● **Exercise description**
Reproduce the records word for word, starting at their beginning and ending at the line that contains "box: [369, 376, 635, 426]", with both ends included. Leave the pictures out of your answer.

──────

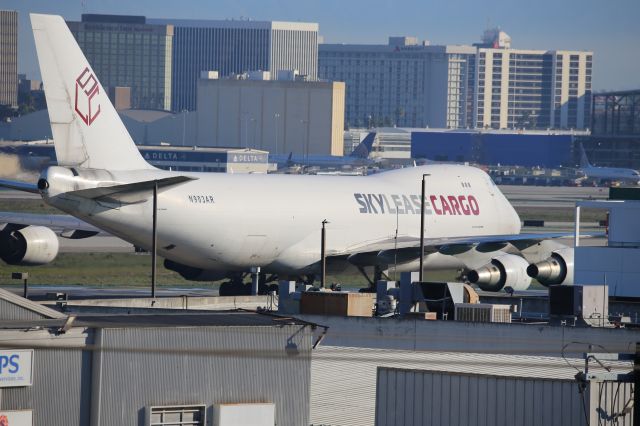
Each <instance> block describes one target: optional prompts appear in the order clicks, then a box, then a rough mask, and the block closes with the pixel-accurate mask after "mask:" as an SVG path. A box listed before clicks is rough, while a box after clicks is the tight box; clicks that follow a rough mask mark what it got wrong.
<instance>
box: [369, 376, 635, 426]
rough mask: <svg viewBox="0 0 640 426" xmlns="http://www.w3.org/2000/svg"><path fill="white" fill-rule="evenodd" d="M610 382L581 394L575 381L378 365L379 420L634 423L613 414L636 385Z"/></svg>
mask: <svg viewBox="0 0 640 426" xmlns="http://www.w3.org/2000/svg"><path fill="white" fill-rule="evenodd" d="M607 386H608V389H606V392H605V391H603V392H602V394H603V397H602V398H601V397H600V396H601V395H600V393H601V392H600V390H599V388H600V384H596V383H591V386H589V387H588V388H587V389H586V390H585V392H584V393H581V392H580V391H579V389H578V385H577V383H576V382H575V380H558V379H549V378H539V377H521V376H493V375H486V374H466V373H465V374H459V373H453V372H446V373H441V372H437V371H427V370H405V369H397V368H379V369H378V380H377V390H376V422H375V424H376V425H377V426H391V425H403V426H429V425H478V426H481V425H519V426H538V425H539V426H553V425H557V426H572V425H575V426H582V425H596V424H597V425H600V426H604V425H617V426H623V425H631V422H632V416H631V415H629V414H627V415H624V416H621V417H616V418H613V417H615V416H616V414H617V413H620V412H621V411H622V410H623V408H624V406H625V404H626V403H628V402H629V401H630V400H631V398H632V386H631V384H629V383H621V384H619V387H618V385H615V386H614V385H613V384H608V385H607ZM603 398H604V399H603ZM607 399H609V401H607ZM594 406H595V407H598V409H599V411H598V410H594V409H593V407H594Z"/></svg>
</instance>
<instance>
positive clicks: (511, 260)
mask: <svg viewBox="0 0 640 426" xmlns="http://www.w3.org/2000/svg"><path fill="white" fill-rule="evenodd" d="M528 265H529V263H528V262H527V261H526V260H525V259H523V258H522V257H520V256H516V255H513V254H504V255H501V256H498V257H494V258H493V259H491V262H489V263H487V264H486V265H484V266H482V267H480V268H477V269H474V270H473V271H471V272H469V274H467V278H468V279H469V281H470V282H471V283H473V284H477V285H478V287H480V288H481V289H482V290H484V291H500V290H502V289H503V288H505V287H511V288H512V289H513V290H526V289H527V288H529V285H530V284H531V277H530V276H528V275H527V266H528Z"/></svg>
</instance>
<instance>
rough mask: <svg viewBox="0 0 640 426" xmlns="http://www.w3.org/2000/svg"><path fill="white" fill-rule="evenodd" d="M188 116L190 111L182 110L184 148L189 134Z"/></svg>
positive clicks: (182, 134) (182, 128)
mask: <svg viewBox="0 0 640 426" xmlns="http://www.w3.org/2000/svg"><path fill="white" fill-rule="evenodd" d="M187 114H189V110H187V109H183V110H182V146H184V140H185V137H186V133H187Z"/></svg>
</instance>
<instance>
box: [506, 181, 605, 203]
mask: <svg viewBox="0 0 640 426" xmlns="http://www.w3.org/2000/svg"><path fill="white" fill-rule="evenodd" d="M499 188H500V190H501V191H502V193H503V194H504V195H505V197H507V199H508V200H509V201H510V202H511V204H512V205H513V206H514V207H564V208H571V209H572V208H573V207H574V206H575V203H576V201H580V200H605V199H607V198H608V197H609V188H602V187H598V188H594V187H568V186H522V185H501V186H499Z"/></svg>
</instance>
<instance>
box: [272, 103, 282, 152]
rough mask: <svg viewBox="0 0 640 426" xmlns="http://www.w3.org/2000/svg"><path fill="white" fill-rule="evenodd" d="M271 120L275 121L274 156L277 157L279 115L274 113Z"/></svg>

──────

● **Response to this exercise**
Each <instance> block describes one target: optional prompts appear in the order clicks, then a box, then a rough mask, and the block closes with the pixel-accurate mask after "mask:" as an SVG path. A box listed before clicks is rough, while a box after clicks is the tight box; clicks that follow a rough mask mark what it got wrong.
<instance>
box: [369, 376, 635, 426]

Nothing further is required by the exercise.